Relevez chaque ligne des enregistrements ci-dessous qui contient le mot « capital ». La casse doit être respectée.

━━━━━━━━━━━━━━━━━━━━

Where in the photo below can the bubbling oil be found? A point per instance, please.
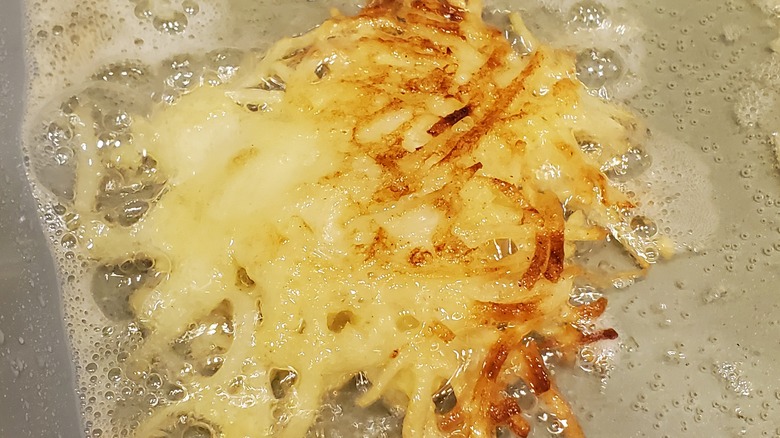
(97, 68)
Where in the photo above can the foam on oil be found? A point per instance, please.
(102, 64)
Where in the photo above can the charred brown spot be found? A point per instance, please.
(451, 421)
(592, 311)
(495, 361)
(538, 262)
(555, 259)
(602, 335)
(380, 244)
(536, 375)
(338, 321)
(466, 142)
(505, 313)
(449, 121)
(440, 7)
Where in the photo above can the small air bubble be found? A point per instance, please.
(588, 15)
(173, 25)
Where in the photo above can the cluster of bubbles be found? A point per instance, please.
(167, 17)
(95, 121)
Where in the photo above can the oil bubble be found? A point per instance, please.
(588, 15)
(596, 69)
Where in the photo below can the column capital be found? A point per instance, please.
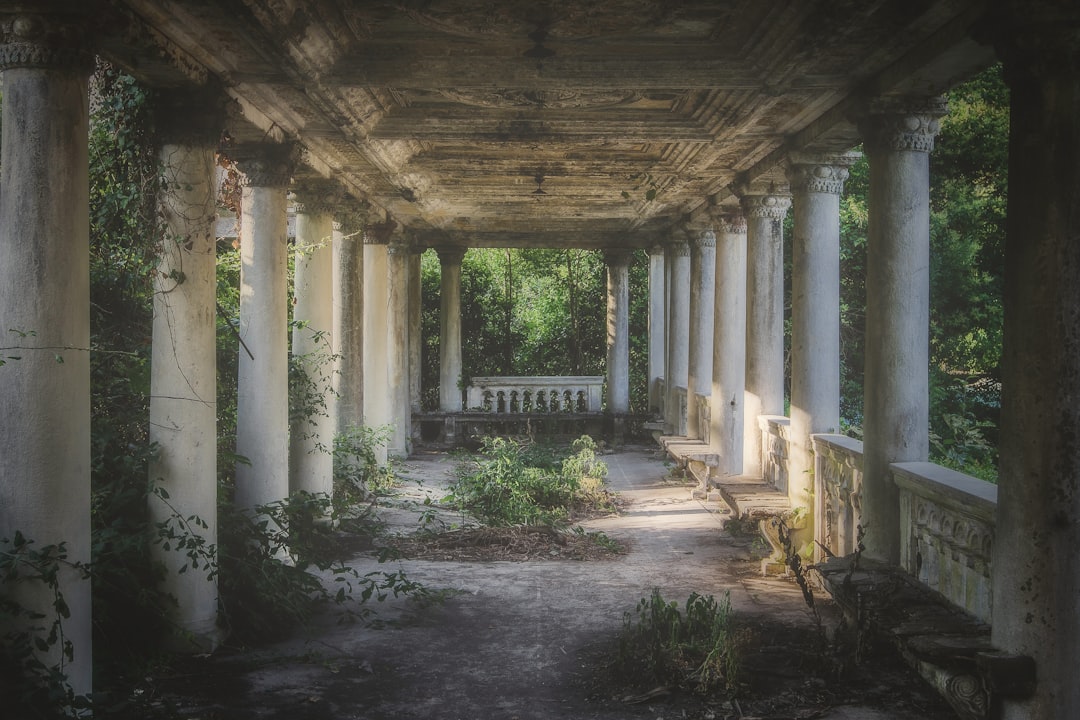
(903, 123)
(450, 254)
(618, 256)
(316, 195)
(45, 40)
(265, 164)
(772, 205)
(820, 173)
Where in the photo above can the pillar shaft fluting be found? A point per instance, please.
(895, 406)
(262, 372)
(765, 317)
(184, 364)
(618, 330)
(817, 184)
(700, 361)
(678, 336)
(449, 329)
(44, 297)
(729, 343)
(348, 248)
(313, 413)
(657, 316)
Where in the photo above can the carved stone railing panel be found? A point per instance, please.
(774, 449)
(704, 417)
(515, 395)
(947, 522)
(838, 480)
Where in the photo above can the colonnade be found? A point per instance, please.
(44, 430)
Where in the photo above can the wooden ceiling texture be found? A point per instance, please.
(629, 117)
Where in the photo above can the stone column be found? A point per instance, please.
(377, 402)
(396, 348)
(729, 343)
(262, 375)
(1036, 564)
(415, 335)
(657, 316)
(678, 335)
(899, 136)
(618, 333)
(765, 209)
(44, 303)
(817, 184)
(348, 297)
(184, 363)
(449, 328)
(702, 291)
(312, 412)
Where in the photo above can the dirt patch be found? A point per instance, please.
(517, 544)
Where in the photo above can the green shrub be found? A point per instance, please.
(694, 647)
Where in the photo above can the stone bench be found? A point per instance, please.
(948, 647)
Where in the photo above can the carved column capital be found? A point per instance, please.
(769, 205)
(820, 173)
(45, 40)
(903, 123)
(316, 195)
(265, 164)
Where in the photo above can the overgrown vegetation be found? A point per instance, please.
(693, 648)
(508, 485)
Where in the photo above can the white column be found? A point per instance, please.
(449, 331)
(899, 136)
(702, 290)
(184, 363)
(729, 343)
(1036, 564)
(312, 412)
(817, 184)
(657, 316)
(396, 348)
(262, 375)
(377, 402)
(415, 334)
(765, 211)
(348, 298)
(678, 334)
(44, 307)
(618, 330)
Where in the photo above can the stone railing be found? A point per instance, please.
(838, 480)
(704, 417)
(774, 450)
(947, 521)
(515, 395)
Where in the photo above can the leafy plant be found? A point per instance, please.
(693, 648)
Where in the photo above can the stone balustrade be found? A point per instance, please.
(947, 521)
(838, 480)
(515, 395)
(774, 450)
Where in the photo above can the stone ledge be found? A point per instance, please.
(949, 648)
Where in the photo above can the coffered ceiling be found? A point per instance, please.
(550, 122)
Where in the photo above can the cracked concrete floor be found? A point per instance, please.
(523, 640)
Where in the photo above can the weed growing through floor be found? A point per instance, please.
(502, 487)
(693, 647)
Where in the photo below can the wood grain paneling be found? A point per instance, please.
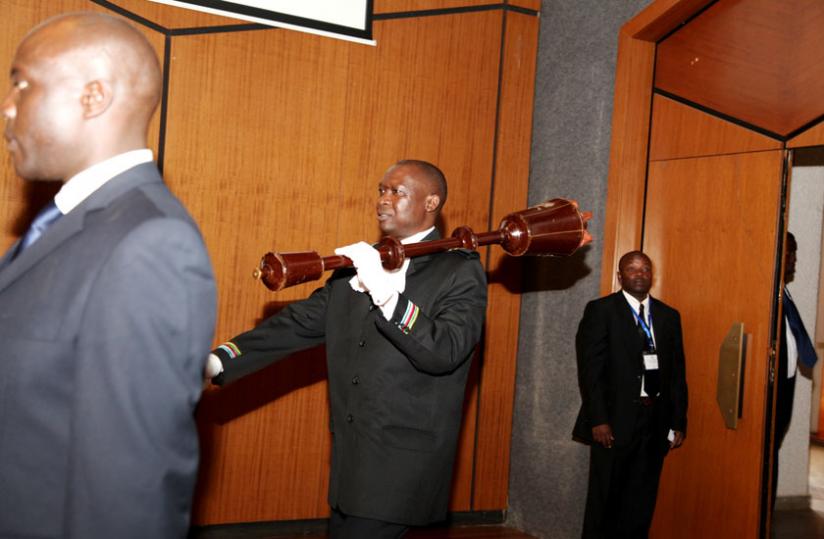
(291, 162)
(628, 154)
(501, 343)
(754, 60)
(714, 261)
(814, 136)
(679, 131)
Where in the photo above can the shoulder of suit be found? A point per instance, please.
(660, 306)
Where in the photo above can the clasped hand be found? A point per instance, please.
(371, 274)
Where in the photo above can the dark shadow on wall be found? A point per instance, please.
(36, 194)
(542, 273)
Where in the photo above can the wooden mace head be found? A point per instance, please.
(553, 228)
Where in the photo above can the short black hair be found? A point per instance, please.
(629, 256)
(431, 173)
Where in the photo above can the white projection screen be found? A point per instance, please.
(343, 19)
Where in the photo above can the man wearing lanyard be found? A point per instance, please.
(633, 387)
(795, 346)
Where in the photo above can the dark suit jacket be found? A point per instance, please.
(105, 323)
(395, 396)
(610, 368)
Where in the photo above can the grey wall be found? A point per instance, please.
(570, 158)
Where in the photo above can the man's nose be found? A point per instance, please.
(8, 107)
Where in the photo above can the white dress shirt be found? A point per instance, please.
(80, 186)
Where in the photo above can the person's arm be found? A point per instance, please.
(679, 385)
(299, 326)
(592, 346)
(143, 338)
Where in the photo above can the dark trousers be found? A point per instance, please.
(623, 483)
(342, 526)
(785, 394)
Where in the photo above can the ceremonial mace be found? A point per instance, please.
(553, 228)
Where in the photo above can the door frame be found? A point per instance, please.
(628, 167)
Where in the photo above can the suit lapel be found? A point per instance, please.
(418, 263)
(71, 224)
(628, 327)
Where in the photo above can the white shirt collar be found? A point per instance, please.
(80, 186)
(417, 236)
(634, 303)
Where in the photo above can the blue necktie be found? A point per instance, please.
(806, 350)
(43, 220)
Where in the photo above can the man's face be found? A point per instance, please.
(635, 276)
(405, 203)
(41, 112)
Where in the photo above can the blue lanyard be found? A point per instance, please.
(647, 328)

━━━━━━━━━━━━━━━━━━━━

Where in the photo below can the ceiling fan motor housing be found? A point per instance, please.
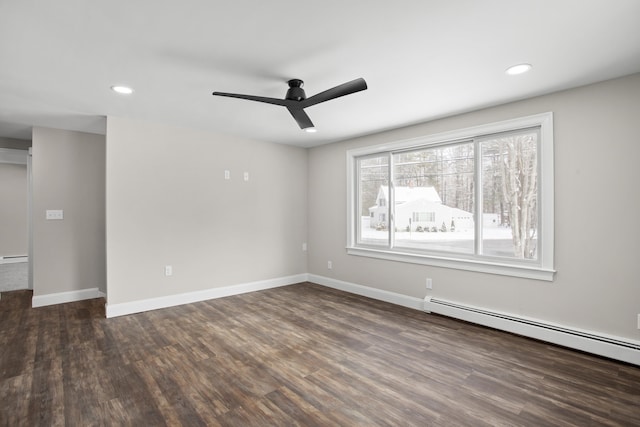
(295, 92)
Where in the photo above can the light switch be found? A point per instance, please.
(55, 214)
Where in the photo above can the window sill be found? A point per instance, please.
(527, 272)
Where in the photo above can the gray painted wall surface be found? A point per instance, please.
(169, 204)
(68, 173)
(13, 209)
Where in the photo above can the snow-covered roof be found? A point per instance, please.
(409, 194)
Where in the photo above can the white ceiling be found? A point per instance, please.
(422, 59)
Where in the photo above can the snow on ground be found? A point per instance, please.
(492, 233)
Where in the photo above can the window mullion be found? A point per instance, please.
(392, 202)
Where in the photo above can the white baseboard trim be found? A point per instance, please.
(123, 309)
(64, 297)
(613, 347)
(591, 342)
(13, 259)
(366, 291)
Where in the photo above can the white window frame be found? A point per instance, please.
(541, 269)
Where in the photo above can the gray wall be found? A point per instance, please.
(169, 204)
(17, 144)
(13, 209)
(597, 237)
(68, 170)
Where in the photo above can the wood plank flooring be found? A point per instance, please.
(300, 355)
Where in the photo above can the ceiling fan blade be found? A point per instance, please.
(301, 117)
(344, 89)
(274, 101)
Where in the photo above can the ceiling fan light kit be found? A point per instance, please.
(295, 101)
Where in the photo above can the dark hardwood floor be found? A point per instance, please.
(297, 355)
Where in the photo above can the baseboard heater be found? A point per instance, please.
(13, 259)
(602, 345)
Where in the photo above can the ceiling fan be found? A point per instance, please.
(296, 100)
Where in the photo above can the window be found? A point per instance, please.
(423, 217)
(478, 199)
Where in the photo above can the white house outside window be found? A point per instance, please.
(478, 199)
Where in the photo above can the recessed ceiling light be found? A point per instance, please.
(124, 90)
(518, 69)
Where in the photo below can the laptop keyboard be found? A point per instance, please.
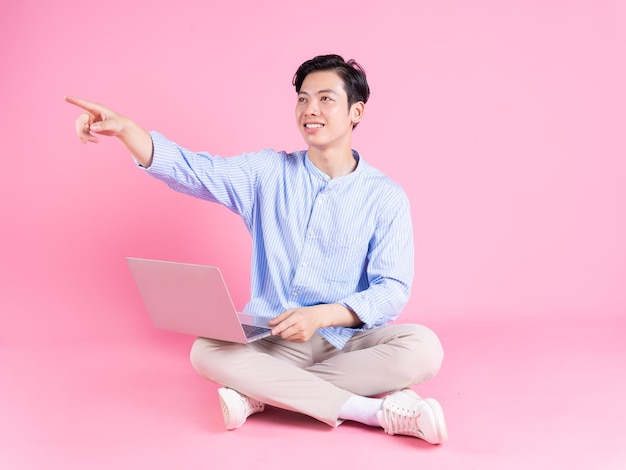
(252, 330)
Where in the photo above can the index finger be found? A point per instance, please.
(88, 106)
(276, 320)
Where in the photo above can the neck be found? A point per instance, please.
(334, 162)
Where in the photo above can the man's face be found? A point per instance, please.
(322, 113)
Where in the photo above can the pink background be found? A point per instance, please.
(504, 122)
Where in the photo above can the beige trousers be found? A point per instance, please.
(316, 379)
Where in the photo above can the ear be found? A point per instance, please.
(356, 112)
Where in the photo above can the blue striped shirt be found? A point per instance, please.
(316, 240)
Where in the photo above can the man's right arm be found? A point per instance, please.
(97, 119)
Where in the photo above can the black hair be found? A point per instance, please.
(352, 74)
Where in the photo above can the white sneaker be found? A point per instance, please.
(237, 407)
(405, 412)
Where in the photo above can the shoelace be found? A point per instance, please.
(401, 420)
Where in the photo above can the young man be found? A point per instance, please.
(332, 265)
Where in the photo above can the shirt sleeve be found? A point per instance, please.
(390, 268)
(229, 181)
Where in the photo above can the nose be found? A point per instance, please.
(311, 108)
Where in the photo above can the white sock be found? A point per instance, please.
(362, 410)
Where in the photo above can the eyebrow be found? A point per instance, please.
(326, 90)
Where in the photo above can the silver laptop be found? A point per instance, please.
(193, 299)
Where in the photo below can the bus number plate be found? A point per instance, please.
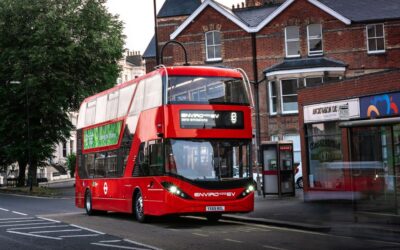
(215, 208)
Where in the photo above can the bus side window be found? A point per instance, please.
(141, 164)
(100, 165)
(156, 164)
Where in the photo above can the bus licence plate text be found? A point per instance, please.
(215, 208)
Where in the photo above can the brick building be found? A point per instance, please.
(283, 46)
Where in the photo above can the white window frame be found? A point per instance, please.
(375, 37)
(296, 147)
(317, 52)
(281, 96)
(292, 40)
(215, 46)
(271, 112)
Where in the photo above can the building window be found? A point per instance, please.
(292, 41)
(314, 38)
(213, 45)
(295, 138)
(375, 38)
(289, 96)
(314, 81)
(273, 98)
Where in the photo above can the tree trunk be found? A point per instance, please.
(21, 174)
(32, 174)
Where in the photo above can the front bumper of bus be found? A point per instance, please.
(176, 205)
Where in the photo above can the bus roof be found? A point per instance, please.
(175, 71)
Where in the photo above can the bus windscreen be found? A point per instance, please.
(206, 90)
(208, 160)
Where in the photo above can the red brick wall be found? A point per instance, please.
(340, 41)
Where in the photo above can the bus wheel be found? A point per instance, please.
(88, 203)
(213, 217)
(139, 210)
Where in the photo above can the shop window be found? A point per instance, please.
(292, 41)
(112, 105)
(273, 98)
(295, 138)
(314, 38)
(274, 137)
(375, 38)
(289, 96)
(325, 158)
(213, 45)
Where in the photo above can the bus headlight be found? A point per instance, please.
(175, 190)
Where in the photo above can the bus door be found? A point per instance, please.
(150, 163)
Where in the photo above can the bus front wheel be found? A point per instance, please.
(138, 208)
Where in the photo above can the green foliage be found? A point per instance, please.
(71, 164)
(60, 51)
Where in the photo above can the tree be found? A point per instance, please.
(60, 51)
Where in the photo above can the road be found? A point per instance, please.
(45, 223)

━━━━━━━━━━━━━━━━━━━━

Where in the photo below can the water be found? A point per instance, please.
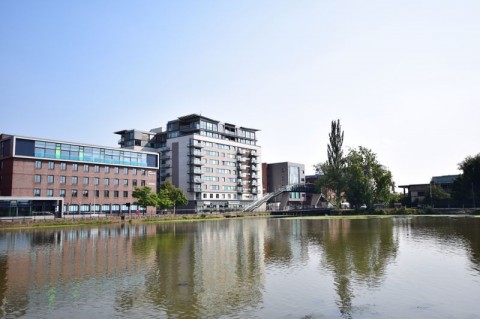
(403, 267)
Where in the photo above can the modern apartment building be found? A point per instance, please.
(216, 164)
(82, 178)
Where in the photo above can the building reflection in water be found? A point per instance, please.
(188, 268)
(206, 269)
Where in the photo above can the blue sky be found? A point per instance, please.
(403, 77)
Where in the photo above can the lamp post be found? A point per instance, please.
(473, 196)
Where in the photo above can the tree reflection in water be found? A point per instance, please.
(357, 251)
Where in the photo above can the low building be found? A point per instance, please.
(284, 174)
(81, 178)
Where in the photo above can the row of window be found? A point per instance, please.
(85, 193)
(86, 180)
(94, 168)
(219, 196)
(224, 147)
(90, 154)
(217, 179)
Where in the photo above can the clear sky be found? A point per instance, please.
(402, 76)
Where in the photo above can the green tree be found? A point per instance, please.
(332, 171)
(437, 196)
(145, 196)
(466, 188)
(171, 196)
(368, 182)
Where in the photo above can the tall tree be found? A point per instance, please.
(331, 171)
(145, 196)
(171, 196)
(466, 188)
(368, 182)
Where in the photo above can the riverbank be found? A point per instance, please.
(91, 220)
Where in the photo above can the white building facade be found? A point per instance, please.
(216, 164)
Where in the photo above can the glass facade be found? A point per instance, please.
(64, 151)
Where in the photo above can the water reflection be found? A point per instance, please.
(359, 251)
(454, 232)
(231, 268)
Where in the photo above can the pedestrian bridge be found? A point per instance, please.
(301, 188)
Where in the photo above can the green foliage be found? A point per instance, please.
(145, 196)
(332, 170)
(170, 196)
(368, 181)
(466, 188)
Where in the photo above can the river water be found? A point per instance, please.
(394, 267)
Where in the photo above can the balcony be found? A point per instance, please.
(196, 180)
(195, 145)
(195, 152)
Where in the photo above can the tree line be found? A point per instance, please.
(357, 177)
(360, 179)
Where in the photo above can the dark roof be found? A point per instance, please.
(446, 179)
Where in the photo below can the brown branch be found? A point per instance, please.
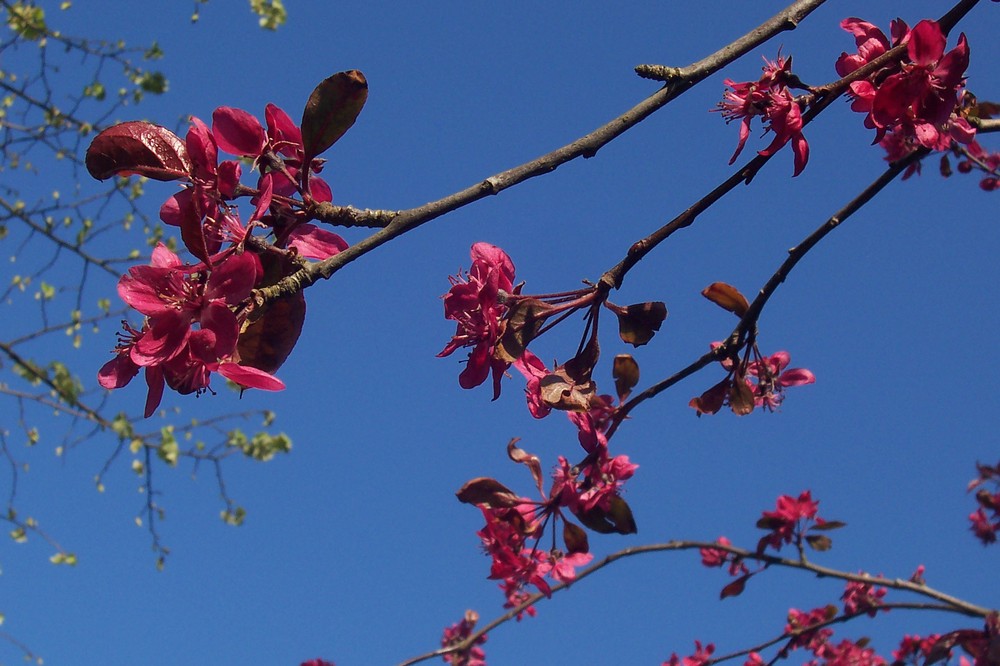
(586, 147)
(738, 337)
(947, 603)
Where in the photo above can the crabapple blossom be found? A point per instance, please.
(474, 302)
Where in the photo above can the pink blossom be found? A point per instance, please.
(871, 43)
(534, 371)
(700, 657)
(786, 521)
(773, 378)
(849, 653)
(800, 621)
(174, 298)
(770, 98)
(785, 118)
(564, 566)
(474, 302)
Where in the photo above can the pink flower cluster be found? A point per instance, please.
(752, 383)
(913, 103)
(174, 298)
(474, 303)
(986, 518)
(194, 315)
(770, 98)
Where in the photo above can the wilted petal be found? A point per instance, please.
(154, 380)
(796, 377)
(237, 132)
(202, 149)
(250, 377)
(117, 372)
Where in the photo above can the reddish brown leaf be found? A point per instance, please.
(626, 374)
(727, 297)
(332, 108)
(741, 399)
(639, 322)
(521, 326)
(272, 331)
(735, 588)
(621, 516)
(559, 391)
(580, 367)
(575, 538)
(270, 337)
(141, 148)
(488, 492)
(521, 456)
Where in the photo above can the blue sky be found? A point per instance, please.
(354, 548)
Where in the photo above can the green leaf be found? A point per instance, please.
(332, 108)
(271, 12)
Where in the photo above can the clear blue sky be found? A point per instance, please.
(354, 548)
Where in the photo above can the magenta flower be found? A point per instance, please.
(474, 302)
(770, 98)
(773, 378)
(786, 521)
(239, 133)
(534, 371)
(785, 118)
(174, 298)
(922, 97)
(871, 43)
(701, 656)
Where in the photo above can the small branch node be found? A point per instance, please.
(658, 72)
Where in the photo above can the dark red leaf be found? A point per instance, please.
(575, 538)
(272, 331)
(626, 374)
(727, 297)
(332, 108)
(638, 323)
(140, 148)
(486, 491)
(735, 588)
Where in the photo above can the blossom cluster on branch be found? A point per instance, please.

━━━━━━━━━━━━━━━━━━━━

## Résultat attendu
Where in the photo below can the column capital be found? A point per instance, please.
Where in the photo above can the carved column capital be found? A point per instance, please.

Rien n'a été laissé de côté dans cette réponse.